* _Исходный текст_:
↓↓↓
А через какую-то сотню метров у дороги чернели трупы гитлеровцев. «Завоеватели» лежали на холодной и неприветливой русской земле. А вблизи стояла разбитая немецкая пушка. Дорогу расчищали женщины и подростки. С радостным любопытством они рассматривали нас...

Перед Смирнами тянулись немецкие окопы и длинные валы спиралей Бруно. Одна девушка, из числа чистивших дорогу, указала на спираль и крикнула:

— Это они от наших отгораживались, а наши все равно обошли!..

Смирные — большое село, но немецкий гарнизон в нём был маленький. Гитлеровцы слишком уверовали в свои силы и не ожидали, что мы сможем ударить им в тыл. А потом не выдержали, по своей привычке бросили всё — и бежать. Бежали и их прихвостни — полицаи, старосты (это не совсем так, потому что за село Смирные был сильный бой, согласно документам штаба Брянского фронта, 137  стрелковая дивизия, пытавшаяся освободить село 12 февраля 1943 года, сделать этого не смогла, и только во второй половине дня 13 февраля гитлеровцы были выбиты из Смирных, с нашей стороны имелись серьёзные потери – А.П.).
↑↑↑
* _Ваши задания_:
[a] Какие немецкие военные сооружения, заграждения и орудия упоминаются в отрывке о Смирных?
[b] Воспроизведите фрагмент отрывка о Смирных между «Смирные — большое» и «потери – А.П.).», включая оба этих места.
Следующий за отрывком перечень получен из другого источника.

* _Записи набора данных_:
↓↓↓
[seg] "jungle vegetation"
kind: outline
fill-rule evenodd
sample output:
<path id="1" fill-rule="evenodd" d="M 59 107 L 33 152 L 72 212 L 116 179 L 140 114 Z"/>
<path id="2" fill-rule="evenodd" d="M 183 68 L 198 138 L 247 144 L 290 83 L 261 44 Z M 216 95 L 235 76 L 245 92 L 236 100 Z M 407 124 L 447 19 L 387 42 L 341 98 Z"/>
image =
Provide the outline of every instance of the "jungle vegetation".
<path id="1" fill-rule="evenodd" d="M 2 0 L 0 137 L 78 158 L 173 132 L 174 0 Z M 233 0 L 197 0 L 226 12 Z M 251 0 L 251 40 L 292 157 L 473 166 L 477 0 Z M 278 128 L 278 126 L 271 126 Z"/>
↑↑↑
* _Ответы_:
[a] Разбитая немецкая пушка, немецкие окопы, валы спиралей Бруно.

[b]
Смирные — большое село, но немецкий гарнизон в нём был маленький. Гитлеровцы слишком уверовали в свои силы и не ожидали, что мы сможем ударить им в тыл. А потом не выдержали, по своей привычке бросили всё — и бежать. Бежали и их прихвостни — полицаи, старосты (это не совсем так, потому что за село Смирные был сильный бой, согласно документам штаба Брянского фронта, 137  стрелковая дивизия, пытавшаяся освободить село 12 февраля 1943 года, сделать этого не смогла, и только во второй половине дня 13 февраля гитлеровцы были выбиты из Смирных, с нашей стороны имелись серьёзные потери – А.П.).